• [Instructions for the task] Each line below that includes the word "switch" is to be reported.
===== The data =====
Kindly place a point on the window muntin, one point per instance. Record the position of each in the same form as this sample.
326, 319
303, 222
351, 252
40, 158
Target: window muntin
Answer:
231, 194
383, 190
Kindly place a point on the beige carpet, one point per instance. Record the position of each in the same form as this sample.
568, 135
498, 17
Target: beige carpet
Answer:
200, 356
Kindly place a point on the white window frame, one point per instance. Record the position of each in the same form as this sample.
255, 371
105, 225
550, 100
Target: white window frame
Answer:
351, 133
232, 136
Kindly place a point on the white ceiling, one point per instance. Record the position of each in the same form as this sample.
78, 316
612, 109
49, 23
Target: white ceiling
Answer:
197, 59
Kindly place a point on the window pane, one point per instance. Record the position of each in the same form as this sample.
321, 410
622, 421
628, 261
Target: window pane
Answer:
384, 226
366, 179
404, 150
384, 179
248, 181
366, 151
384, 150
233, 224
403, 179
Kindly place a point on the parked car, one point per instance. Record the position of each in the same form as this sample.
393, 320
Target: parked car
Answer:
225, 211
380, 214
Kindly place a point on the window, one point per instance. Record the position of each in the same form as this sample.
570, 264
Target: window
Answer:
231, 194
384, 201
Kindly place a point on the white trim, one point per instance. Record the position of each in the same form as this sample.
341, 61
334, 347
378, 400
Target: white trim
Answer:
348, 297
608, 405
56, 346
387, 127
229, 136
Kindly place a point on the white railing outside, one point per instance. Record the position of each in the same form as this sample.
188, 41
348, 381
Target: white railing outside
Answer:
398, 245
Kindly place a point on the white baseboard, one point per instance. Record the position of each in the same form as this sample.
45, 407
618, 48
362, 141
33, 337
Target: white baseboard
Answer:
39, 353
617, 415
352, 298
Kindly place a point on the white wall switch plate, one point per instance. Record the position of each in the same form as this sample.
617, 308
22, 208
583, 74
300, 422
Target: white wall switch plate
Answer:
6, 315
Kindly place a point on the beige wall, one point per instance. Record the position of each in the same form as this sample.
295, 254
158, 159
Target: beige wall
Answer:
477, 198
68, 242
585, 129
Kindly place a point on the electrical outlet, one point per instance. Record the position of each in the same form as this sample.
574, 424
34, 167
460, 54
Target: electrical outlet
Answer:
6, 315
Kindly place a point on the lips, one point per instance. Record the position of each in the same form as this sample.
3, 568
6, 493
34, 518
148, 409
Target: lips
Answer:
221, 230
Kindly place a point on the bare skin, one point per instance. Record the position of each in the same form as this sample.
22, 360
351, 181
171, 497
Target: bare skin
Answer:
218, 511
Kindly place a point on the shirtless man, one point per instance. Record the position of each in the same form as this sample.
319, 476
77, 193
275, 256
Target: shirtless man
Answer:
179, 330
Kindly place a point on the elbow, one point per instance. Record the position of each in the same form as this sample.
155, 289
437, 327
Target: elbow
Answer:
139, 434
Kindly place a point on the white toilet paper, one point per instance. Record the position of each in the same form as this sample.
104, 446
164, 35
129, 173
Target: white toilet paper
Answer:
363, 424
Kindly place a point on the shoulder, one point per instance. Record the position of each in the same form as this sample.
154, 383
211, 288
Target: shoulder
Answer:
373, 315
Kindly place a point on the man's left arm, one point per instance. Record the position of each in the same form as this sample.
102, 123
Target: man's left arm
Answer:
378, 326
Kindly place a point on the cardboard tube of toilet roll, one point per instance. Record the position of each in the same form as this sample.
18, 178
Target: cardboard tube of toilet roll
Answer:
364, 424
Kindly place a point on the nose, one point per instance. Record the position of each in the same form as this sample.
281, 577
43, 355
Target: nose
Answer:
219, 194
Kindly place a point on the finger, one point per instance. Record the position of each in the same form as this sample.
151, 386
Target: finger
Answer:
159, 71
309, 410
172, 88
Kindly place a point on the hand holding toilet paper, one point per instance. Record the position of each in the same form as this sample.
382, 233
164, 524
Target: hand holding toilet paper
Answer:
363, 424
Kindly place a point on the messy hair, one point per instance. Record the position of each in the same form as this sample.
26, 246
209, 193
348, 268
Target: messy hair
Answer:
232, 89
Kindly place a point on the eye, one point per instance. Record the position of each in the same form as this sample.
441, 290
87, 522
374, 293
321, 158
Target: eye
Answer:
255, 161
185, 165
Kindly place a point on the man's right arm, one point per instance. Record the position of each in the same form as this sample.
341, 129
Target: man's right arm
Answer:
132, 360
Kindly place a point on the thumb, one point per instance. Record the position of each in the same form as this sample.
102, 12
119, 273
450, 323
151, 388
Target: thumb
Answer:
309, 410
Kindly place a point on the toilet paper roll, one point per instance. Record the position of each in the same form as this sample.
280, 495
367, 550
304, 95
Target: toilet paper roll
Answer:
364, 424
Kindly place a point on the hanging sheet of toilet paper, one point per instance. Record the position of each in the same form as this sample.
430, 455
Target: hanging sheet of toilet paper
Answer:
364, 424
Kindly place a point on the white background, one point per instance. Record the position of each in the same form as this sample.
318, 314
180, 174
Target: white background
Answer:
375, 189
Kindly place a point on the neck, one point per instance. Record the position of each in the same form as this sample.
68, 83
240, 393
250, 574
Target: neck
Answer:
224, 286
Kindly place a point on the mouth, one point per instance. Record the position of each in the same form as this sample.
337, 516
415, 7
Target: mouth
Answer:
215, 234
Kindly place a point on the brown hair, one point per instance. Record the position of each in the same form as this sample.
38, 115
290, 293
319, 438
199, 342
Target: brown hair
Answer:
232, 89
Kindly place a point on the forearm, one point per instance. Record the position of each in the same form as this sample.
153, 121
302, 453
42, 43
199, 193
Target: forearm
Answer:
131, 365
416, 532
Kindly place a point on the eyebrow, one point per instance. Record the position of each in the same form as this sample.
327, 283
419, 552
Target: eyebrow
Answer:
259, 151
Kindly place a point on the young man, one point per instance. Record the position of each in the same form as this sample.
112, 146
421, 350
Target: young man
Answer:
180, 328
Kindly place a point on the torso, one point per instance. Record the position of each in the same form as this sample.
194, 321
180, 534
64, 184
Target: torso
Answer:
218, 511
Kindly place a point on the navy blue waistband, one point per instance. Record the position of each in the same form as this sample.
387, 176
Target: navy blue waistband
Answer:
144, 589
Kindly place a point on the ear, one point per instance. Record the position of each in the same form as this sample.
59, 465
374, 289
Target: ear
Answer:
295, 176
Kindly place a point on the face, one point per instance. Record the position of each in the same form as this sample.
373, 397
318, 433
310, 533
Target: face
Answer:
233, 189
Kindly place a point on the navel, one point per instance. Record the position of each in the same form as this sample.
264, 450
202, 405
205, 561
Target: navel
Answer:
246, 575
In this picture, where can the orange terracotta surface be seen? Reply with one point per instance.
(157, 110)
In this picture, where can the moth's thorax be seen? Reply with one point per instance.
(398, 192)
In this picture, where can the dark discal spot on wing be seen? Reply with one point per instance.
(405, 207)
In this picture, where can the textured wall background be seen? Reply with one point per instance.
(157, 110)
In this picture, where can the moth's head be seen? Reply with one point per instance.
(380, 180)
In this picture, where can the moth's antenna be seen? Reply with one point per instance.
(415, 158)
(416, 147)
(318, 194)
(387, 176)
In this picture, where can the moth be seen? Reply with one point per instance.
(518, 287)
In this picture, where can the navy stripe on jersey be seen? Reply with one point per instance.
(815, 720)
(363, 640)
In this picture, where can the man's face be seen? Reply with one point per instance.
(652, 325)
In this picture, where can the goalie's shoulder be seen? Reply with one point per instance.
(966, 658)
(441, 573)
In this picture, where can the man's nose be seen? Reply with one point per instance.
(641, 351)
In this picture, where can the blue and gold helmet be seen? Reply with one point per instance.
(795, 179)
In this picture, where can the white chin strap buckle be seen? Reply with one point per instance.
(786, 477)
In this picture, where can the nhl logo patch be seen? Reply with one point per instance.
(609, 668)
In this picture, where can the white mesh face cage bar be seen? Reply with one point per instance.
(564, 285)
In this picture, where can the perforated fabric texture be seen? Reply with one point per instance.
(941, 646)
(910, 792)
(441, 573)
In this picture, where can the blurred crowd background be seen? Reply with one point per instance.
=====
• [Answer box]
Kindly place a point on the white wall switch plate, one point per instance. Record the position of each in the same form as this sample.
Target: white wall switch plate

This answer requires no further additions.